> Passage given
-- begin --

We compete based on the following principal factors:
The ability to provide accurate measurement of digital audiences across multiple digital platforms;
The ability to provide TV audience measurement based on near-census data that increases accuracy and reduces variability;
The ability to provide deduplicated audience measurement across platforms;
The ability to provide actual, accurate and reliable data regarding audience behavior and activity in a timely manner, including the ability to maintain large and statistically representative panels;
The ability to provide reliable and objective third-party data that, as needed, is able to receive industry-accepted accreditation;
The ability to adapt product offerings to emerging digital media technologies and standards;
The breadth and depth of products and their flexibility and ease of use;
The availability of data across various industry verticals and geographic areas and expertise across these verticals and in these geographic areas; and
The ability to offer products that meet the changing needs of customers, particularly in the evolving privacy environment.
We believe we compete favorably on these factors and that our vision and investments in the future of media measurement across platforms will deliver products and services that our customers will continue to trust and value.

-- end --

> Pointing records
-- begin --

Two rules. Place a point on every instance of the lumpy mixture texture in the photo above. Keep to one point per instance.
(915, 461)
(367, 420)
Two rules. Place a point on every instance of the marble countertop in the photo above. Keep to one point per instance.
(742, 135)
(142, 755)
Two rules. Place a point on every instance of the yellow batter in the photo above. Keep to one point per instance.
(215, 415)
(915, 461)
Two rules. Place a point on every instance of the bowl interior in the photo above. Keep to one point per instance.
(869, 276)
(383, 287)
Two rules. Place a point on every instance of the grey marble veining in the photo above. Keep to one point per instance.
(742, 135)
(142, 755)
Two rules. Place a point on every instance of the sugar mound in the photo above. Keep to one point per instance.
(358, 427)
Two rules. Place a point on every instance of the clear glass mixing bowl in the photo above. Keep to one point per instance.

-- end --
-- begin --

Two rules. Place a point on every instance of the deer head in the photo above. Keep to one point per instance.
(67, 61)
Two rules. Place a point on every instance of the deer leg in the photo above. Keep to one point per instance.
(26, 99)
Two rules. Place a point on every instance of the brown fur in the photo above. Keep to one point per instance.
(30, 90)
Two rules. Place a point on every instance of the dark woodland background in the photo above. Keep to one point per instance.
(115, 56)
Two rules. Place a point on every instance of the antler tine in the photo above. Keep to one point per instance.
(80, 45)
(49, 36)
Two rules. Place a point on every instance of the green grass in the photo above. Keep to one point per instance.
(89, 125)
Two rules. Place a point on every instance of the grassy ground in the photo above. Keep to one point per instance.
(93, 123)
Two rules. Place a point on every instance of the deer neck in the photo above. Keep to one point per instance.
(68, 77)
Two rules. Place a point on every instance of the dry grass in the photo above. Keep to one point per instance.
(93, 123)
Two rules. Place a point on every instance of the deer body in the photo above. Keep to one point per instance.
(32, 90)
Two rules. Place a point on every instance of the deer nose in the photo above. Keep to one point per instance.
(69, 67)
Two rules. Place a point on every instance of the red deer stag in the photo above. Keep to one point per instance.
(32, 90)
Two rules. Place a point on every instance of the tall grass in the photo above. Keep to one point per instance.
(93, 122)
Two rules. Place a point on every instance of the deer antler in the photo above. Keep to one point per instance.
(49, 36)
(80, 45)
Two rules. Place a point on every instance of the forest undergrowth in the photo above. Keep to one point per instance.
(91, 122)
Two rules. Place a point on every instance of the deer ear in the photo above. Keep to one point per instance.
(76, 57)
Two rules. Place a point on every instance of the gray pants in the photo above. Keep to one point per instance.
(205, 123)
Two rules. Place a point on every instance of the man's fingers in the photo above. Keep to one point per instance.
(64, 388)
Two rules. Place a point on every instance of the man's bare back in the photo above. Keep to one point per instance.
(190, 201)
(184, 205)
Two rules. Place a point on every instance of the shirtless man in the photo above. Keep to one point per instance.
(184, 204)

-- end --
-- begin --

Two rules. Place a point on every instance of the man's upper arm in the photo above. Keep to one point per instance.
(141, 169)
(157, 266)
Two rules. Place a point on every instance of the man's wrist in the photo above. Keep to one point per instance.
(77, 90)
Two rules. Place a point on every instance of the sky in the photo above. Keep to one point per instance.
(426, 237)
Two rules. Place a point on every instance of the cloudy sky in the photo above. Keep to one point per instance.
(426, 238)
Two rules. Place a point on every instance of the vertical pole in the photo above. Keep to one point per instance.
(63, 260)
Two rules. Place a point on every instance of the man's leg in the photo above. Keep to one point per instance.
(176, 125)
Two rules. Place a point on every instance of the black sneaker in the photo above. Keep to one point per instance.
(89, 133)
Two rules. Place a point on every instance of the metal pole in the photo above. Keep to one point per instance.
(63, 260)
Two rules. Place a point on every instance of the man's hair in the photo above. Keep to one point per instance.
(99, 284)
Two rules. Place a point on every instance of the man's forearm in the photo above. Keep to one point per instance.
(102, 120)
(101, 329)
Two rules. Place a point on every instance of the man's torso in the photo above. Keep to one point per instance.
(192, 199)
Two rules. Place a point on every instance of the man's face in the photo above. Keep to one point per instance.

-- end --

> Complete the following
A) From the passage on competitive factors in audience measurement, return the stretch from "We believe we" through "trust and value." verbatim.
B) Write the next few sentences of the passage on competitive factors in audience measurement, starting right after its final sentence.

> The responses
A)
We believe we compete favorably on these factors and that our vision and investments in the future of media measurement across platforms will deliver products and services that our customers will continue to trust and value.

B)
Government Regulation and Privacy
U.S. and international data security and privacy laws apply to our various businesses. We have programs in place to detect, contain and respond to data security incidents; however, increasing technology risks or unauthorized users who successfully breach our network security could misappropriate or misuse our proprietary information or cause interruptions in our services. Many countries have data protection laws with different requirements than those in the U.S., and many states in the U.S. have or are developing their own data protection and privacy requirements. This may result in inconsistent requirements and differing interpretations across jurisdictions.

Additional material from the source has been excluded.